1. Zet de contactschakelaar in de stand "ON" zonder de motor te starten.
2. Zoek de diagnosepoort of connector onder het dashboard, meestal vlakbij de stuurkolom.
3. Gebruik een verbindingsdraad of een paperclip om de "TEN"- en "GND"-aansluitingen op de diagnosepoort aan te sluiten. De "TEN"-aansluiting wordt gewoonlijk aangeduid als "TEN", terwijl de "GND"-aansluiting vaak wordt gemarkeerd als "GND" of een aardesymbool heeft.
4. Nadat u de aansluitingen hebt aangesloten, begint het controlelampje (CEL) of het storingsindicatielampje (MIL) op het instrumentenpaneel te knipperen.
5. Tel het aantal knipperingen en de pauzes tussen de knipperingen. Elke knippering vertegenwoordigt een cijfer van de probleemcode. Er kunnen meerdere foutcodes zijn opgeslagen, dus tel het aantal knipperingen en pauzes voor elke code.
6. Noteer de foutcodes door de reeks knipperingen en pauzes op te schrijven. Als de CEL bijvoorbeeld drie keer knippert, pauzeert en vervolgens twee keer knippert, is de foutcode 32.
7. Raadpleeg de Mazda-foutcodetabel of een reparatiehandleiding voor de specifieke definities en beschrijvingen van de gevonden foutcodes. Dit zal u helpen de onderliggende problemen met uw voertuig te identificeren en te begrijpen.
8. Nadat u alle foutcodes hebt opgehaald en genoteerd, verwijdert u de verbindingsdraad of paperclip uit de diagnosepoort.

TAAKOMSCHRIJVING - Typ uit de bovenstaande stappen voor het uitlezen van Mazda-foutcodes letterlijk alles over, van "6. Noteer de" tot en met "de foutcode 32.".

GEGEVENSRECORDS -
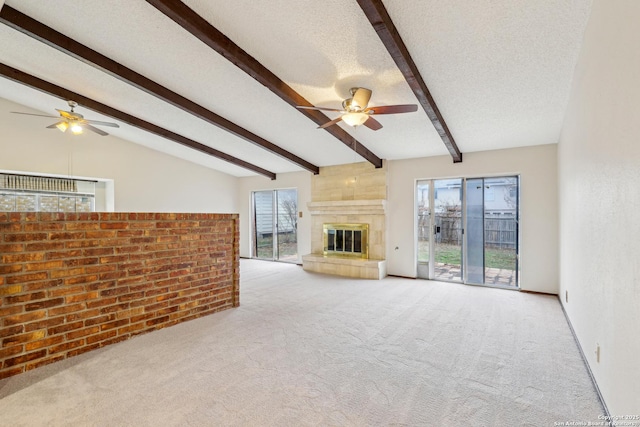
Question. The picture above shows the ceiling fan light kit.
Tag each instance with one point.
(74, 121)
(356, 113)
(355, 119)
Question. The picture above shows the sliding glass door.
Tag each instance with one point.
(275, 226)
(440, 229)
(467, 230)
(447, 238)
(492, 215)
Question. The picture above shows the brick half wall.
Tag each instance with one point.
(74, 282)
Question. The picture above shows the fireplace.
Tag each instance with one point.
(346, 240)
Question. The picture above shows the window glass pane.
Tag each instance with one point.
(339, 240)
(25, 202)
(84, 204)
(48, 203)
(7, 202)
(357, 241)
(67, 204)
(348, 241)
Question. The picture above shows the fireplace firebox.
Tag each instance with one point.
(346, 240)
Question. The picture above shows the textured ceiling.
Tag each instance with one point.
(499, 70)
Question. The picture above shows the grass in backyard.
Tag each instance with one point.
(450, 254)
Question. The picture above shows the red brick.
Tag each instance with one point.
(66, 346)
(34, 345)
(110, 259)
(114, 324)
(23, 257)
(10, 310)
(81, 297)
(34, 296)
(47, 265)
(65, 290)
(44, 324)
(83, 332)
(67, 272)
(73, 226)
(14, 247)
(10, 372)
(44, 304)
(24, 237)
(66, 309)
(23, 338)
(67, 327)
(24, 318)
(79, 244)
(10, 268)
(114, 225)
(66, 235)
(80, 261)
(12, 330)
(47, 361)
(101, 302)
(81, 279)
(59, 254)
(87, 314)
(101, 336)
(83, 349)
(102, 234)
(43, 226)
(157, 321)
(10, 351)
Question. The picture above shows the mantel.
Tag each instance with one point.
(348, 207)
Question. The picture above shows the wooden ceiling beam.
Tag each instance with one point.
(29, 26)
(203, 30)
(62, 93)
(388, 33)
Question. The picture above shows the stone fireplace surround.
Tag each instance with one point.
(371, 212)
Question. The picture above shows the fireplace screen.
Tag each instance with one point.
(346, 240)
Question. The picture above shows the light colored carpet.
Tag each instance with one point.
(307, 349)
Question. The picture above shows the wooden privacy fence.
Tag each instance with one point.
(498, 232)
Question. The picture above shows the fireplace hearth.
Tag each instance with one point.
(346, 240)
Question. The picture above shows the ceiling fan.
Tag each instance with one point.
(74, 121)
(355, 111)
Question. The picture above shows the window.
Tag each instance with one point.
(24, 193)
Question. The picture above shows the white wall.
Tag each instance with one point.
(599, 174)
(144, 179)
(301, 181)
(539, 219)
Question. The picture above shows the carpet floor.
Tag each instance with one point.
(306, 349)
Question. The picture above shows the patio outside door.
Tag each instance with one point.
(492, 231)
(467, 230)
(275, 226)
(440, 229)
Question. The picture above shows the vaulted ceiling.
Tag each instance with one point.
(217, 82)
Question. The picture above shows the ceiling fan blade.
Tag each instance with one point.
(319, 108)
(69, 115)
(37, 115)
(94, 129)
(332, 122)
(55, 125)
(373, 124)
(99, 123)
(393, 109)
(361, 98)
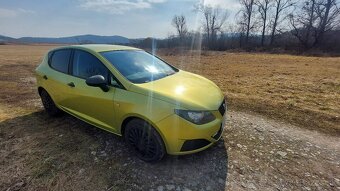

OPLOSSING -
6. Noteer de foutcodes door de reeks knipperingen en pauzes op te schrijven. Als de CEL bijvoorbeeld drie keer knippert, pauzeert en vervolgens twee keer knippert, is de foutcode 32.